_How to complete this task_.
Give the records again word for word. Leave every picture out.

_Region pointing data_.

○ ○ ○ ○ ○ ○ ○

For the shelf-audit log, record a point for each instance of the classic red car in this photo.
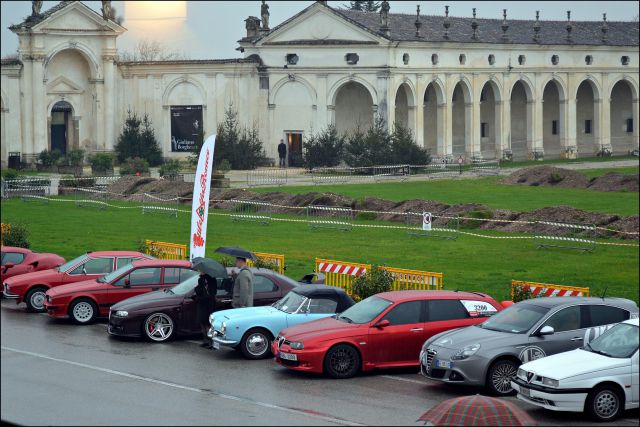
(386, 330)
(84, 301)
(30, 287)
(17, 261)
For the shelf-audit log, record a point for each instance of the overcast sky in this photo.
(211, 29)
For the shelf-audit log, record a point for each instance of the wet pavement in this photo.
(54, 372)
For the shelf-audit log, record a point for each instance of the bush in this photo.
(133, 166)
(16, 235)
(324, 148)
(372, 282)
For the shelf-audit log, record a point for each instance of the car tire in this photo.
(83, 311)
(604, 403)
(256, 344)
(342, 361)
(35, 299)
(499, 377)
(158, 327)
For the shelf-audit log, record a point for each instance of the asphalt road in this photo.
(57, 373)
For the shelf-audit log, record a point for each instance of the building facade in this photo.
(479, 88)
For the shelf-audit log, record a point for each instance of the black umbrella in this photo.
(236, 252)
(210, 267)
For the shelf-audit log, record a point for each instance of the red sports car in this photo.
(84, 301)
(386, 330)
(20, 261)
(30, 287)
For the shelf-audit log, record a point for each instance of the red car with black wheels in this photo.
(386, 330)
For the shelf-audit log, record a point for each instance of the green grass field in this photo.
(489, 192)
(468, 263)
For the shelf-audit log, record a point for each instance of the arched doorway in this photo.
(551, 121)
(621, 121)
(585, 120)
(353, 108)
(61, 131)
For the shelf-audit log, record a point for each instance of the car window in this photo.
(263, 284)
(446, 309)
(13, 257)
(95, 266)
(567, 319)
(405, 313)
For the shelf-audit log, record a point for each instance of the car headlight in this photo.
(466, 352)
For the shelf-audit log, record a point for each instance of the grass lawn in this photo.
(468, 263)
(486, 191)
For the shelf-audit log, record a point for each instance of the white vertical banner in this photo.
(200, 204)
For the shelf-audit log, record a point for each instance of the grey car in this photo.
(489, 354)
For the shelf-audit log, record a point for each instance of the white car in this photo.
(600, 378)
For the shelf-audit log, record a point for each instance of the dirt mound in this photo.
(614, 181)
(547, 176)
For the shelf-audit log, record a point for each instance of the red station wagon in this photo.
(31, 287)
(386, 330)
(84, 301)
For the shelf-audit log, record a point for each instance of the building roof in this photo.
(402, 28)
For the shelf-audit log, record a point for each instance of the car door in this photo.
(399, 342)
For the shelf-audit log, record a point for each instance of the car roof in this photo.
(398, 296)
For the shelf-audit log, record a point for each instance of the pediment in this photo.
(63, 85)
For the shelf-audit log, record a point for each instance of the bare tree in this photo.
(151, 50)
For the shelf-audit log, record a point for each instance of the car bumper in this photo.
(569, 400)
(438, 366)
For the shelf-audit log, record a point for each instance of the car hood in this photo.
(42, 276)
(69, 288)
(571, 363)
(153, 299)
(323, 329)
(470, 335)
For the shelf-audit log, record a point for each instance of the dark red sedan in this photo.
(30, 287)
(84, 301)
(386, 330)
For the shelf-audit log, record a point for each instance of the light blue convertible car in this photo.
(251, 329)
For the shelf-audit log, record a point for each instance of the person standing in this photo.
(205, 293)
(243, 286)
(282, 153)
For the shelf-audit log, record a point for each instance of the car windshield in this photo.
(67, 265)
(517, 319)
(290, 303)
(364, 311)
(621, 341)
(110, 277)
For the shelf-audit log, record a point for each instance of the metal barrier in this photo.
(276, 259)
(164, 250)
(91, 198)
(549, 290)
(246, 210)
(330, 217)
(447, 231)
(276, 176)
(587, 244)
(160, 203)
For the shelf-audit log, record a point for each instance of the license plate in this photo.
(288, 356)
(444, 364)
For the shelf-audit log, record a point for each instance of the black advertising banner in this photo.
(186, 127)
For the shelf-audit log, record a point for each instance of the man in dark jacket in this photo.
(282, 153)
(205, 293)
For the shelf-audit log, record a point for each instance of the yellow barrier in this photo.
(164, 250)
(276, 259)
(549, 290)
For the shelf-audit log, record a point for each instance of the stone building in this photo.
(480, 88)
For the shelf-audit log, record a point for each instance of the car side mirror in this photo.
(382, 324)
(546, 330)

○ ○ ○ ○ ○ ○ ○

_Answer section_.
For the shelf-audit log, record a point for each instance of the classic red car in this photo.
(386, 330)
(84, 301)
(30, 287)
(17, 261)
For the shelf-audit log, record a point for each instance of the overcast sky in this photo.
(211, 29)
For the shelf-audit log, record a point for each instance of the wet pavement in this photo.
(54, 372)
For the shelf-audit log, record a point for each instance of the bush in this photo.
(133, 166)
(16, 235)
(324, 148)
(372, 282)
For the shelf-audit log, record a point for each instance of the car tire in this photo.
(83, 311)
(604, 403)
(256, 344)
(342, 361)
(35, 299)
(499, 377)
(158, 327)
For the shelf-audit log, record a point for each instance of the asphalt road in this photo.
(57, 373)
For the shelf-audit log, record a point for each instance of the building facade in this photo.
(479, 88)
For the shelf-audit log, record a point for each instance of the black umbrella in this photo.
(236, 252)
(210, 267)
For the shelf-audit log, record a point for each instance of the red sports car in this photo.
(84, 301)
(386, 330)
(20, 261)
(30, 287)
For the shelf-audit log, record a point for each instance of the red car with black wheels in this photo.
(386, 330)
For the shelf-audit log, record a point for each instance of the green grass field in this photo.
(489, 192)
(468, 263)
For the shelf-audit log, record a point for each instance of the arched doorway in this photo.
(551, 121)
(621, 121)
(585, 120)
(353, 108)
(61, 131)
For the shelf-audit log, record a point for each instance of the car window in this photo.
(263, 284)
(446, 309)
(13, 257)
(95, 266)
(567, 319)
(405, 313)
For the shelf-audit log, record a point for each instance of the car headlight in this photo.
(466, 352)
For the shelf-audit log, record a point for each instance of the grass lawn in this photo.
(468, 263)
(486, 191)
For the shelf-audit log, record a point for each instance of the white vertical banner in this photo.
(200, 204)
For the shelf-audit log, record a point for each instance of the grey car in this photo.
(489, 354)
For the shelf-audit log, record a point for each instance of the white car in this photo.
(600, 378)
For the shelf-audit log, record a point for each instance of the dirt mound in this photo.
(614, 181)
(547, 176)
For the shelf-audit log, record a point for each instance of the red station wagon in this photo.
(31, 287)
(386, 330)
(84, 301)
For the shelf-audit log, record a point for each instance of the building roof in this photo.
(402, 28)
For the shelf-audit log, record a point for each instance of the car door in this photo.
(399, 342)
For the shelf-audit log, record a point for each instance of the car roof in this photo.
(398, 296)
For the shelf-audit log, record a point for each instance of the pediment in this photo.
(63, 85)
For the shelf-audit log, record a point for each instance of the bare tree in this photo.
(151, 50)
For the shelf-audit log, record a point for each instance of the car bumper in this photo.
(569, 400)
(438, 366)
For the shelf-audit log, record a point for each instance of the car hood in this photo.
(42, 276)
(69, 288)
(571, 363)
(153, 299)
(323, 329)
(470, 335)
For the shelf-audit log, record a point for each instance of the dark red sedan in this photo.
(30, 287)
(84, 301)
(386, 330)
For the shelf-audit log, record a point for each instance of the light blue convertible car in this photo.
(251, 329)
For the shelf-audit log, record a point for each instance of the person standing in this photo.
(205, 293)
(243, 286)
(282, 153)
For the shelf-audit log, record a point for each instance of the car windshield in this photo.
(67, 265)
(517, 319)
(290, 303)
(364, 311)
(621, 341)
(110, 277)
For the shelf-audit log, record a point for each instance of the metal barrier in this photo.
(276, 259)
(164, 250)
(91, 198)
(549, 290)
(246, 210)
(330, 217)
(447, 231)
(276, 176)
(587, 244)
(160, 203)
For the shelf-audit log, record a point for each instance of the license plate in this photo.
(288, 356)
(444, 364)
For the shelf-audit log, record a point for each instance of the black advertising banner in this photo.
(186, 127)
For the shelf-audit log, record a point for each instance of the man in dark jacket in this photo.
(282, 153)
(205, 293)
For the shelf-audit log, record a point for each instance of the yellow barrier in this photo.
(164, 250)
(276, 259)
(549, 290)
For the shelf-audit log, record a point for each instance of the stone building in this photo.
(480, 88)
For the shelf-audit log, record a point for each instance of the car side mirror in this photo.
(382, 324)
(546, 330)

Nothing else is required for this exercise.